OBJECTIVE:
Reproduce the listing below in its entirety. Change nothing.

━━ RECORDS TO USE ━━

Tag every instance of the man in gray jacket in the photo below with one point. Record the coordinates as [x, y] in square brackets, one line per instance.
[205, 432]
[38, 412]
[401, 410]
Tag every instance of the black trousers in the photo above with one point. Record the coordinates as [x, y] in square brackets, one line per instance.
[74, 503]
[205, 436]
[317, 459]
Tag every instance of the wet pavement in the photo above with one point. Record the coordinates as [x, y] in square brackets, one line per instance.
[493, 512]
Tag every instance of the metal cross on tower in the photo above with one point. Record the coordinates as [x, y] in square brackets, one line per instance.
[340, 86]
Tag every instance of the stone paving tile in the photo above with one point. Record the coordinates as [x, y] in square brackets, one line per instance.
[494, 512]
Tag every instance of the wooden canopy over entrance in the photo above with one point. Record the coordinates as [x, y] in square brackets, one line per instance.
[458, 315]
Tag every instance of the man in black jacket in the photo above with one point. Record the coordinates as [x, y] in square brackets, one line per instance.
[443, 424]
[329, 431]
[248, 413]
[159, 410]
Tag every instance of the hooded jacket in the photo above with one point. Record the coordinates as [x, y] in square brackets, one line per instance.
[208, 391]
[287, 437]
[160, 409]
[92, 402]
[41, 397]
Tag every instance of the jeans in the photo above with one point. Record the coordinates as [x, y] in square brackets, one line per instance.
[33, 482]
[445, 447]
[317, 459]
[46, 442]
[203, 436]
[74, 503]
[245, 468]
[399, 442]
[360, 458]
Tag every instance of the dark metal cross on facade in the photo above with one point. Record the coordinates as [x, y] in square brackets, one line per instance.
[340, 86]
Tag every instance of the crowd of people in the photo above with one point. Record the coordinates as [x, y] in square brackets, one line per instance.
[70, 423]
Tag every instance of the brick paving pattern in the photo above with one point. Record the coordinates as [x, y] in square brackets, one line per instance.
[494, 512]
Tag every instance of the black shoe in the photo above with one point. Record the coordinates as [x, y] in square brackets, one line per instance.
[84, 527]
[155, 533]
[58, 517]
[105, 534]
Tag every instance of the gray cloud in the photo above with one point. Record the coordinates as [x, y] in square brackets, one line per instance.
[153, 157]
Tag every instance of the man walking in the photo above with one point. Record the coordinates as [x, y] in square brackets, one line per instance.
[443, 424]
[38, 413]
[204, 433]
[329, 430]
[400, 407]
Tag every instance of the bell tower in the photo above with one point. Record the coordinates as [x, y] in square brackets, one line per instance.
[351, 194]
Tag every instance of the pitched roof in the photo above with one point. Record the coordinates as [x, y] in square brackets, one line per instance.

━━━

SOLUTION TO THIS TASK:
Tag every instance of the man in gray jacket in the photo below with one point. Record the coordinates as [x, y] in square brackets, one line per instance.
[205, 432]
[38, 412]
[401, 410]
Tag every instance of the black trousers in the photo above with one point. Record the coordinates as [x, y] in square brackets, one line per instance.
[74, 503]
[205, 436]
[317, 459]
Tag every instance of the wet pavement in the photo above with one point. Record the coordinates as [x, y] in square brackets, one line per instance.
[493, 512]
Tag every instance of the metal cross on tower in the photo above with one point. Record the coordinates as [x, y] in square brackets, one line per instance.
[340, 86]
Tag every instance of the stone paving tile in the photo above with one point. Record the coordinates as [x, y] in square brackets, one line per instance.
[494, 512]
Tag every instance of the wooden canopy over entrance in the photo above with one point. Record the coordinates as [x, y] in square brackets, one line per instance.
[458, 315]
Tag every instance of the man in black jacket in the photo above with one point. Record the coordinates as [x, y] in square brackets, one line per instance.
[443, 424]
[329, 431]
[248, 413]
[159, 410]
Tag every instance of the hooded jacket in the photo above with one point. Record the coordinates as [x, y] in square brackets, one line per instance.
[208, 391]
[287, 437]
[160, 409]
[92, 402]
[41, 397]
Tag every instance of the jeans in the photo above with one point. Record the coordinates as [x, y] in square brackets, one line per instance.
[33, 482]
[445, 447]
[317, 459]
[46, 442]
[203, 436]
[74, 503]
[245, 468]
[399, 442]
[360, 458]
Tag every instance of the dark metal cross on facade in the photo above with one point. Record the coordinates as [x, y] in square brackets, one line per instance.
[340, 86]
Tag every instance of the crowd of people in the photo above with one point. Record the coordinates as [x, y] in square brackets, one line per instance.
[70, 423]
Tag every instance of the brick paving pattern in the photo above with one point. Record the coordinates as [x, y] in square brackets, one line per instance.
[494, 512]
Tag every instance of the black shoe in the photo above with one point. Record the coordinates as [x, y] in square brackets, one line per instance.
[84, 527]
[155, 533]
[58, 517]
[105, 534]
Tag every instance of the gray cloud in the photo above with one point. Record the coordinates as [x, y] in square brackets, one line per instance.
[153, 157]
Tag every instance of the man walking in the photo above with one point. Record the coordinates as [x, y] in square brackets, one line per instance.
[443, 424]
[38, 413]
[204, 433]
[329, 430]
[400, 407]
Tag every instance of the bell tower in the photo above with one point. Record the coordinates as [x, y] in square brackets, one line per instance.
[351, 194]
Tag every instance of the pitched roof in the photo above with one point. Record the coordinates as [x, y] in square brackets, one line per instance.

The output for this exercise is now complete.